** QUÉ SE PIDE **
- A) En la crónica sobre el metro de Canillejas, ¿qué exclama el niño que sostiene un aparato para matar marcianitos?
- B) Reproduce el fragmento de la crónica sobre el metro de Canillejas que va desde "La tarde no" hasta "tardará en llegar.".

** TEXTO EXTRAÍDO **

= = = = =

De Canillejas a Sol bajo el cielo de algunos viajes
El metro no es un lugar de encuentro para extraños ni de conversación para los que se conocen. En Canillejas, a las afueras de Madrid, la parada recuerda a un sumidero donde las charlas se ahogan, los ojos cepillan el suelo y aún en la superficie, mientras dos guardas discuten entre sí, las evidencias apalean una curiosidad un poco idiota.
— ¿Por qué hay una ambulancia? ¿Ha pasado algo?
— Claro.
Supongo que hay que insistir.
— Le ha dado un yuyu a alguien, vamos.
— Sí.
Qué lacónico.
El guarda inicia una digresión sobre el tabaco y sus consecuencias para la salud. Momento de huir. Mientras me giro con una sonrisa de alambre considero que el diálogo breve precede al silencio que hiere las entrañas de la capital, o las entrañas de cualquier cosa que merezca la pena o donde haya seres humanos. Aunque suene pedante y no estemos en domingo, que es el día para ese tipo de ocurrencias.
La tarde no debería ser subterránea. De camino hacia los tornos, veo que las baldosas del metro tratan de imitar los rayos del sol. A mis espaldas dejo el cielo hinchado, donde las nubes ahogan una luz que brilla sobre los coches y rechaza la noche, que aún tardará en llegar.
Casi nadie espera en el andén. Un anciano, con gafas y cara de dejarse molestar, acepta que le pregunte por la estación, aunque reconoce que es la tercera vez que viene y se marcha. Mal día para el reporterismo de riesgo. A unos metros de distancia, un niño sostiene uno de esos chismes que sirven para matar marcianitos y exclama, bien contento, que el metro es «como una atracción». Con la ventaja de que no da vértigo, me digo yo.

= = = = =

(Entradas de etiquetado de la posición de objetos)
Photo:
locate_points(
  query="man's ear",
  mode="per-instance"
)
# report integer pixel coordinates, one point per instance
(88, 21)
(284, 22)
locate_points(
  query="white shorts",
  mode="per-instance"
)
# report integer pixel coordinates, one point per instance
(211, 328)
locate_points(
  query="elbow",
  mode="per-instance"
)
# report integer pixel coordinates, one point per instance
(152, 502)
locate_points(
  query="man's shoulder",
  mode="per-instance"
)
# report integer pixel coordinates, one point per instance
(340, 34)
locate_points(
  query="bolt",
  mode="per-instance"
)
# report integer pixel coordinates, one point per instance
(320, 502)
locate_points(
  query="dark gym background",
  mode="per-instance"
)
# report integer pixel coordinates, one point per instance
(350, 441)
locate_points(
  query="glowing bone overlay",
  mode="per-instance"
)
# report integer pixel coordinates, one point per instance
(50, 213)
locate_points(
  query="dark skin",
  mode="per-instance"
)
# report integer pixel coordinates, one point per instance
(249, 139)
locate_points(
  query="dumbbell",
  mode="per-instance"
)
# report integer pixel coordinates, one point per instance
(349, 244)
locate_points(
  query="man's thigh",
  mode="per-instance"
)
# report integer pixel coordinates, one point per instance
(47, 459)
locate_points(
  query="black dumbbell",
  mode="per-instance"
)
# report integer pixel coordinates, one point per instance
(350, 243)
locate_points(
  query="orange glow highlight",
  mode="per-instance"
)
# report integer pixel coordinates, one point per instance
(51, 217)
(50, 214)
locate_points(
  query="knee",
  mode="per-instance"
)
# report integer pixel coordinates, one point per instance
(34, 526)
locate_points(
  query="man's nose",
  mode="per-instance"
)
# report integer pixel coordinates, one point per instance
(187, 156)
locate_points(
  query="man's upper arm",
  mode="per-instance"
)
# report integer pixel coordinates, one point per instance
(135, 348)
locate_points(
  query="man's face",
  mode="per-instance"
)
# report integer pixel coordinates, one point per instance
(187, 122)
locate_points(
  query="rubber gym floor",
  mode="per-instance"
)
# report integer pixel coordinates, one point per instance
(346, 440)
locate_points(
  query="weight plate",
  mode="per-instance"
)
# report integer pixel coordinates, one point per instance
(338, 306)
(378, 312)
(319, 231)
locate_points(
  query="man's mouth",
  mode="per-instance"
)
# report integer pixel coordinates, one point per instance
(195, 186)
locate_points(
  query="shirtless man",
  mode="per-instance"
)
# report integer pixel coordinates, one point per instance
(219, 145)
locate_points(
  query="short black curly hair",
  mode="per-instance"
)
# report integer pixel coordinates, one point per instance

= = = = =

** RESPUESTAS POR TAREA **
- A) Exclama, muy contento, que el metro es «como una atracción».

- B)
La tarde no debería ser subterránea. De camino hacia los tornos, veo que las baldosas del metro tratan de imitar los rayos del sol. A mis espaldas dejo el cielo hinchado, donde las nubes ahogan una luz que brilla sobre los coches y rechaza la noche, que aún tardará en llegar.